「Leitz Phone 1(ライツフォン ワン)」は、外装デザインやユーザーインターフェイスを含めライカカメラ社が全面監修した5G対応のアンドロイドOSスマートフォン。その概要はすでにPen Onlineでも紹介されていますが、やはり注目すべきはカメラ機能。作例を拝見して、一般的なスマートフォンとは一線を画すダイナミックレンジの広さを感じました。さらに気になったのは極めてライカ的なデザインの方法論。そこで本稿では、個人的に感心したディテールに関して掘り下げてお伝えしようと思います。
「ライツフォン ワン」の1とは、ライカのスマートフォン初号機であることに加え、スマートフォン用としては最大クラスの1インチセンサーを搭載していることも示唆しています。通常、センサーのサイズを大きくすれば写真の画質は向上しますが、同じ画角で撮れるレンズの焦点距離は長くなります。そうするとレンズの全長も当然長くなるので、平べったいスマートフォンに装備すると出っ張りが生じてしまう。「ライツフォン ワン」のカメラモジュール搭載部が本体よりも少し厚みがあるのは、カメラの機能を優先させたことによるのです。
特筆すべきポイントとして、「ライツフォン ワン」は少しだけ出っ張ったカメラモジュール搭載部に金属製のキャップが付けられるのです。ライカの交換レンズには、大昔からこんな雰囲気のキャップが付属していて、ヴィンテージのキャップはそれ自体が中古カメラ屋さんでマニア必携のアイテムとして流通しています。そもそも写真レンズとは撮影しない時にはキャップで保護すべき精密な光学部品で、直接指で触れたりしたら怒られるようなものだったわけです。だから、同梱された伝統的なスタイルのキャップが意味するところは、“本機は他のライカと同様に、精巧な光学製品として大切に扱われるべきである”というメッセージなのだと思います。

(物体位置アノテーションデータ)
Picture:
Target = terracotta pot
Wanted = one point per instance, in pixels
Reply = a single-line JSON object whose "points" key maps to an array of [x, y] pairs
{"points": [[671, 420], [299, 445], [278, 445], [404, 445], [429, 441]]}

* 課題の指示:
1. 本文について、次の問いに答える。
(a) 「ライツフォン ワン」の外装デザインやユーザーインターフェイスを含めて全面監修したのはどこか。
(b) 名前の「1」は、ライカのスマートフォン初号機であることのほかに何を示唆しているか。
(c) 少しだけ出っ張ったカメラモジュール搭載部には何が付けられるか。
2. 本文の「特筆すべきポイントとして、「」から「メッセージなのだと思います。」までをすべて書き直す。その際、「中古カメラ屋さん」を「中古カメラ店」に置き換える。
本文だけを手がかりにして取り組む。

* 課題別の解答:
1.
(a) ライカカメラ社である。
(b) スマートフォン用としては最大クラスの1インチセンサーを搭載していることを示唆している。
(c) 金属製のキャップが付けられる。

2.
特筆すべきポイントとして、「ライツフォン ワン」は少しだけ出っ張ったカメラモジュール搭載部に金属製のキャップが付けられるのです。ライカの交換レンズには、大昔からこんな雰囲気のキャップが付属していて、ヴィンテージのキャップはそれ自体が中古カメラ店でマニア必携のアイテムとして流通しています。そもそも写真レンズとは撮影しない時にはキャップで保護すべき精密な光学部品で、直接指で触れたりしたら怒られるようなものだったわけです。だから、同梱された伝統的なスタイルのキャップが意味するところは、“本機は他のライカと同様に、精巧な光学製品として大切に扱われるべきである”というメッセージなのだと思います。